_Что нужно сделать:_ Обновите фрагмент текста страницы между словами «Чудища Эдема. Трилобиты, аномалокарисы, ракоскорпионы» и «доконать огромных монстров?» включительно, заменив «монстров» на «чудовищ». Приведите этот фрагмент целиком.

_Текст страницы:_
────────
Чудища Эдема. Трилобиты, аномалокарисы, ракоскорпионы и другие монстры — страница 11 из 16

Homo habilis’ы настолько крутыми, чтобы доконать огромных монстров?

Возможно, взаимосвязь была прямо обратной. Аридизация климата, саваннизация ландшафтов и формирование чередования влажного и сухого сезонов привели к вымиранию очень больших малоподвижных копытных – большинства слонов, носорогов, жирафов, буйволов и гигантских антилоп. Вслед за ними в палеонтологическую летопись отправились и охотившиеся на них саблезубые. На короткий миг появилась возможность занять экологическую нишу среднеразмерных хищников как раз масштаба леопарда и человека. Люди получили уникальную возможность стать плотоядными, тем более преобразования экосистемы требовали изменений образа жизни. При этом мы не специализировались до исключительной плотоядности, а остались всеядными, что потребовало большего развития интеллекта и сделало нас умницами. Тут-то мы и вышли на новый уровень, обзавелись орудиями и отрастили мозги до «мозгового рубикона» – величины 700–900 см3, необходимых для более-менее полноценной трудовой деятельности, охоты, использования разнообразных ресурсов и даже примитивнейшей речи.
────────
_Предоставленные данные:_
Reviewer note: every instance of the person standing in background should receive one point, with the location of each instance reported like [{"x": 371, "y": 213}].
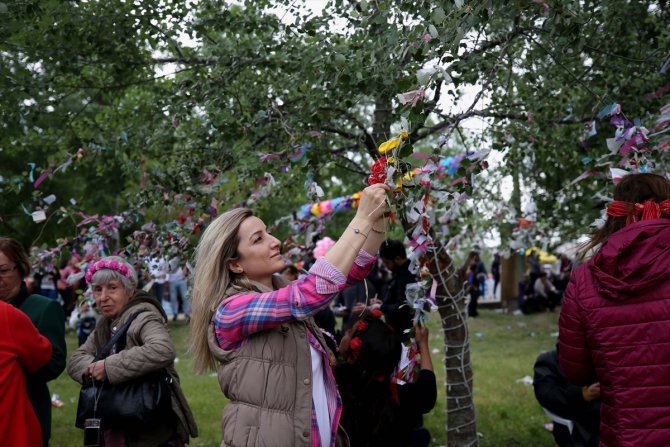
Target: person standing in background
[
  {"x": 21, "y": 348},
  {"x": 176, "y": 278},
  {"x": 614, "y": 326},
  {"x": 47, "y": 316},
  {"x": 495, "y": 271}
]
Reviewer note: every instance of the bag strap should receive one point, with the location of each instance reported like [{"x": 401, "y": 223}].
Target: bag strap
[{"x": 104, "y": 352}]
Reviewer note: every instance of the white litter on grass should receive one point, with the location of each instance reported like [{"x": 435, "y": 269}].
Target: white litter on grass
[{"x": 525, "y": 380}]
────────
_Итог задания:_
Чудища Эдема. Трилобиты, аномалокарисы, ракоскорпионы и другие монстры — страница 11 из 16

Homo habilis’ы настолько крутыми, чтобы доконать огромных чудовищ?